Object position labeling listing:
====

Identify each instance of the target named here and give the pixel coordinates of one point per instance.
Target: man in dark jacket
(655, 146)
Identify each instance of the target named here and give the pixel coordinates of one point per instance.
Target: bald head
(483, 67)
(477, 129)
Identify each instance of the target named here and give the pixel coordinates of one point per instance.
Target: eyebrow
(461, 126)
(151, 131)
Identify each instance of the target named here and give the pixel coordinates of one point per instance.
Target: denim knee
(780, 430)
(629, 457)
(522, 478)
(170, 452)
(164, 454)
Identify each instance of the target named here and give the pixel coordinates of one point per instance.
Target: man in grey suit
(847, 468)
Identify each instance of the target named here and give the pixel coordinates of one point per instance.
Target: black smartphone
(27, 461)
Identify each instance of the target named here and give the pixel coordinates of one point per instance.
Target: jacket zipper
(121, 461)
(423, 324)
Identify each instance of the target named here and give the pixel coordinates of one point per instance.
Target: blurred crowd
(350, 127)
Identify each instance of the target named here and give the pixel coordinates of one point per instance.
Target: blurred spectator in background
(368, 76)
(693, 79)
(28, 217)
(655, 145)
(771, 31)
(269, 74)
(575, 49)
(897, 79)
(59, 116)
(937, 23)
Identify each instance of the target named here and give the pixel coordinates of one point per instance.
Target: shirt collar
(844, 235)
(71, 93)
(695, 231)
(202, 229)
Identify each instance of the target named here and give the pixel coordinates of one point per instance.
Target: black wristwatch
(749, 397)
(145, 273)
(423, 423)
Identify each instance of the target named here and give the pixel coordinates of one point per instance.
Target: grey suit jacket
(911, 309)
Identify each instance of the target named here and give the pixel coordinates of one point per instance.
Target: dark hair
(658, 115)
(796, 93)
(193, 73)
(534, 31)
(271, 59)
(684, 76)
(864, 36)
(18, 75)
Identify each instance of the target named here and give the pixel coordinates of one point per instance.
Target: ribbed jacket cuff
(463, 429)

====

Return every line of the listing above that contains the word "dark".

## Problem solution
Target: man in dark jacket
Target: dark hair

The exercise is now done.